-- Document passage follows --

Research in The School of Computing and Digital Technologies
The School of Computing and Digital Technologies currently conducts research and innovation aimed at developing and applying expertise in areas such as: robotics, artificial intelligence, computer vision, natural language processing, conversational agents, security, Internet of Things, interactive systems, augmented reality and virtual reality, data analysis, design and development.
The research brings cutting edge technologies and techniques to real world problem settings and works closely with other disciplines, including health, biomedical, and engineering. This enables the School to use its expertise and knowledge in applied settings through collaborations and external partnerships. This applied research and knowledge exchange respects the central import of inter-disciplinary collaboration, and focuses upon:
- Enriching human well-being through the development and innovation of health technologies addressing evidenced needs. This work creates and identifies technologies that have the potential to address and transform health related challenges for professionals and the public.
- Business Digital Innovation aimed at informing and enhancing business practices with state-of-the-art methods, practices and technologies. This is informed through Applied Software Engineering research based on developing and adopting innovative digital products, services and business processes.

-- Document passage concluded --
-- Source information follows --

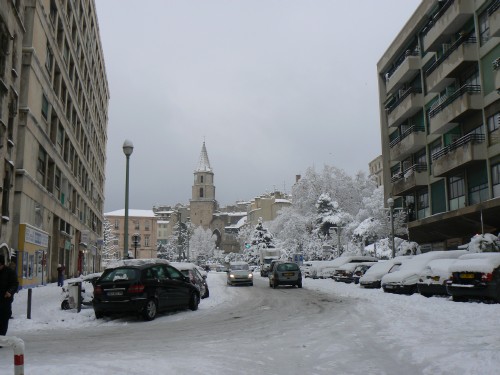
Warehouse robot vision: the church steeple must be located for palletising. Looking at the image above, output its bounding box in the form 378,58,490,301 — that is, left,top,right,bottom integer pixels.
196,141,212,172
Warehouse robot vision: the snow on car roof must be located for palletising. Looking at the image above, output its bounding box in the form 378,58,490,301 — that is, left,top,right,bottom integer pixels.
450,253,500,273
106,258,170,268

-- Source information concluded --

- Task list:
A: In the research overview, which other disciplines does the School's research work closely with?
B: Carry on writing the research overview from the point where it stops.
The material can be set aside.

- Task answers:
A: Health, biomedical, and engineering.

B:
- Societal and Organisational motivated research informing and realising safe, secure and ethical practice, amongst professionals and learners. This is of particular relevance with the widespread use of AI-based tools, the ethical use of data, gamification to achieve positive behavioural changes and sustainability.
All staff are encouraged to engage in research and innovation and are supported through a variety of schemes. The School encourages the formation and development of research groups, with a view to developing sustainable research themes.
Research staff and students
The School has 34 post-graduate research students and 17 staff with significant responsibility for research including two professors and two readers.
- Chris Roast is Reader in Human-Computer Interaction and is the department’s knowledge exchange lead.
- Alessandro Di-Nuovo is Professor of Machine Intelligence and is the leader of technological and digital innovations for independent lives for the Advanced Wellbeing Research Centre.
External funding
In 2023/24 the School led funded research and knowledge transfer with a total value over £3.5m (and another £2m supporting other SHU research and innovation).